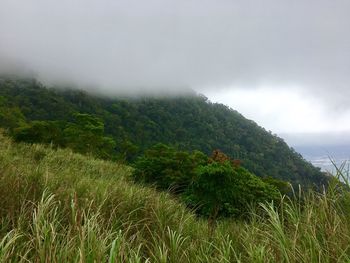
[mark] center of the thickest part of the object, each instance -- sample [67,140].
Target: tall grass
[56,206]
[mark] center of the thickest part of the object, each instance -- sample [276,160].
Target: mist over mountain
[38,114]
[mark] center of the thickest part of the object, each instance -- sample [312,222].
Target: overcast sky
[284,64]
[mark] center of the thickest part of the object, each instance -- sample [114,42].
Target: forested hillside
[123,128]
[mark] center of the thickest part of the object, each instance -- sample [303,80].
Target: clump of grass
[57,206]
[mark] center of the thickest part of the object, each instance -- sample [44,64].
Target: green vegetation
[215,186]
[58,206]
[123,128]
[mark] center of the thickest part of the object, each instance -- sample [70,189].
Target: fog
[169,47]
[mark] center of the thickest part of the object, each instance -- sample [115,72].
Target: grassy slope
[56,206]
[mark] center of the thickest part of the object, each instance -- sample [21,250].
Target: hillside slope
[191,123]
[57,206]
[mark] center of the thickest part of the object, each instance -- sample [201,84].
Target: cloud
[166,45]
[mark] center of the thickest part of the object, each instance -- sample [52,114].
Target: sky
[284,64]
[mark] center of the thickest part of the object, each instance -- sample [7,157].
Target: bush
[167,167]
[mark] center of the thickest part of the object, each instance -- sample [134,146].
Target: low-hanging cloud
[164,45]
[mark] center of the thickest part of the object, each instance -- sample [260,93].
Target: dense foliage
[57,206]
[134,125]
[215,186]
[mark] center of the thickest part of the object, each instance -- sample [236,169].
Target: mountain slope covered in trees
[126,127]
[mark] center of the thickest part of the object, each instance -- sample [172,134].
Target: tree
[221,188]
[86,135]
[167,167]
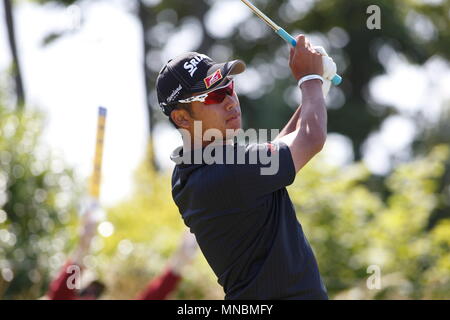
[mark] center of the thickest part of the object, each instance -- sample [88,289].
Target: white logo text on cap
[191,66]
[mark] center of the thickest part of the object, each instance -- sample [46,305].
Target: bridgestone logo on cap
[216,76]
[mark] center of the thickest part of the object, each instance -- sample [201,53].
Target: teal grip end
[286,36]
[337,79]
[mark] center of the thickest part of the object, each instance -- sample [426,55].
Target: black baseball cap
[189,74]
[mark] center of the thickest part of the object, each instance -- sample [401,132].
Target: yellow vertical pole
[94,189]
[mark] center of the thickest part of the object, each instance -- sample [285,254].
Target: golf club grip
[337,79]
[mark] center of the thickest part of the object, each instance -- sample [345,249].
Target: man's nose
[230,102]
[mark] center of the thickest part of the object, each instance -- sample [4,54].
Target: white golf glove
[329,70]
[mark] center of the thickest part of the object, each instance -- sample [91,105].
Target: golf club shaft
[282,33]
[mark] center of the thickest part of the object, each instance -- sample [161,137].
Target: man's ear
[182,118]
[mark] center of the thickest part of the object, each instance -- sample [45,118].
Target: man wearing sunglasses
[244,221]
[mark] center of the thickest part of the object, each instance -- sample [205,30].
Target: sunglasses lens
[219,95]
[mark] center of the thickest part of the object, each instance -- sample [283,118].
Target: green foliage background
[399,222]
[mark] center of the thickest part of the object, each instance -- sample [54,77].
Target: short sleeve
[267,168]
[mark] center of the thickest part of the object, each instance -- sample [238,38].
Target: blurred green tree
[339,25]
[16,67]
[37,207]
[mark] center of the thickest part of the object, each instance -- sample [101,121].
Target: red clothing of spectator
[158,289]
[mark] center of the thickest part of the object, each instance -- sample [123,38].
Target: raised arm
[310,134]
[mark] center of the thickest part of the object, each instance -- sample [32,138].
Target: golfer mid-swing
[244,221]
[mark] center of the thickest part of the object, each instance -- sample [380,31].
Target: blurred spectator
[64,287]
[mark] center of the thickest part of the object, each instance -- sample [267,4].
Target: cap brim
[226,69]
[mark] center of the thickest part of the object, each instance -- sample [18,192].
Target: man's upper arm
[303,147]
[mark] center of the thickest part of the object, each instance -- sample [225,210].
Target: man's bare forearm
[312,121]
[291,125]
====
→ **Exercise description**:
Output each line exactly; omit every picture.

→ **Result below**:
[mark] center of the thickest part of the object, each instance -- sample [67,140].
Target: tall grass
[56,206]
[mark] center of the thickest part of the object, each instance -- sample [276,160].
Target: mist over mountain
[38,114]
[mark] center of the thickest part of the object, each instance -- sample [312,222].
Target: overcast sky
[284,64]
[mark] center of the thickest part of the object, each instance -- sample [114,42].
Target: forested hillside
[123,128]
[mark] center of the thickest part of the object, each instance -- sample [303,80].
Target: clump of grass
[57,206]
[mark] center of the thickest part of the object, each instance -- sample [44,64].
Target: green vegetation
[215,186]
[58,206]
[123,128]
[mark] center of the thickest part of the object, each instance -- sample [70,189].
Target: fog
[169,47]
[mark] center of the thickest part of the object, each instance -- sample [115,72].
Target: grassy slope
[56,206]
[mark] center of the thickest part of the object, each instance -- sample [21,250].
Target: hillside slope
[191,123]
[57,206]
[mark] center of the thickest part of the object, each instance -- sample [201,84].
Target: cloud
[166,45]
[mark] center of the thickest part of the object, each instance -- sample [52,114].
Target: sky
[284,64]
[mark] center of the thickest part of the object, each instance -- sample [7,157].
Target: bush
[167,167]
[mark] center of the thickest part of the object, each instance -- sample [134,146].
Target: low-hanging cloud
[164,45]
[mark] center of the thickest part of the object, each instance -- sample [260,93].
Target: dense foliage
[57,206]
[134,125]
[215,186]
[mark] center of the thickest part of the object, each instance -- sample [236,169].
Target: mountain slope covered in trees
[126,127]
[mark] center of the thickest part of the object, each instance -- sample [172,134].
Target: tree
[221,188]
[86,135]
[167,167]
[mark] center of the thickest part of the object, each instance -- sample [88,289].
Target: white logo text on cap
[191,66]
[mark] center of the thickest part of the object, each instance -- sample [46,305].
Target: bridgestone logo on cap
[216,76]
[mark] center of the thickest part of the object, each instance -- sample [201,53].
Target: teal grip end
[286,36]
[337,79]
[mark] center of the thickest part of the object, each instance -- sample [426,55].
Target: black baseball cap
[189,74]
[mark] center of the thickest part of the object, each instance -- sample [401,132].
Target: yellow vertical pole
[94,189]
[mark] center of the thickest part of the object, each instance -- sample [285,254].
Target: golf club grip
[337,79]
[mark] center of the thickest part of the object, each instance -- sample [345,249].
Target: man's nose
[230,102]
[mark] center of the thickest part of the object, each instance -- sample [4,54].
Target: white golf glove
[329,70]
[mark] center of the thickest part of the object, each instance -- sample [91,105].
Target: golf club shaft
[282,33]
[mark] center of the thickest part of the object, each instance -- sample [161,137].
Target: man's ear
[182,118]
[mark] center of the thickest part of the object, each instance -- sample [45,118].
Target: man wearing sunglasses
[244,221]
[mark] center of the thickest part of the object, each instance -- sample [205,30].
Target: sunglasses lens
[219,95]
[mark] center of the thickest part of the object, each instance -- sample [283,118].
Target: green foliage background
[399,222]
[mark] center of the thickest part of the object, each instance -- sample [54,77].
Target: short sleeve
[267,168]
[mark] center of the thickest part of the object, each instance -- sample [238,38].
Target: blurred green tree
[339,25]
[16,67]
[37,207]
[mark] center of the thickest part of the object, each instance -- sample [101,121].
Target: red clothing of spectator
[158,289]
[mark] center of the thickest part of the object, each instance -- sample [123,38].
Target: raised arm
[310,134]
[mark] center of the thickest part of the object, each instance -- sample [32,138].
Target: golfer mid-swing
[244,221]
[mark] center of the thickest part of the object, each instance -- sample [380,31].
Target: blurred spectator
[64,287]
[mark] center of the thickest part of the object, each instance -- sample [267,4].
Target: cap brim
[226,69]
[mark] center of the thickest part of the object, each instance -- sample [18,192].
Target: man's upper arm
[303,147]
[mark] center of the thickest part of the object, each instance -- sample [225,210].
Target: man's bare forearm
[312,121]
[291,125]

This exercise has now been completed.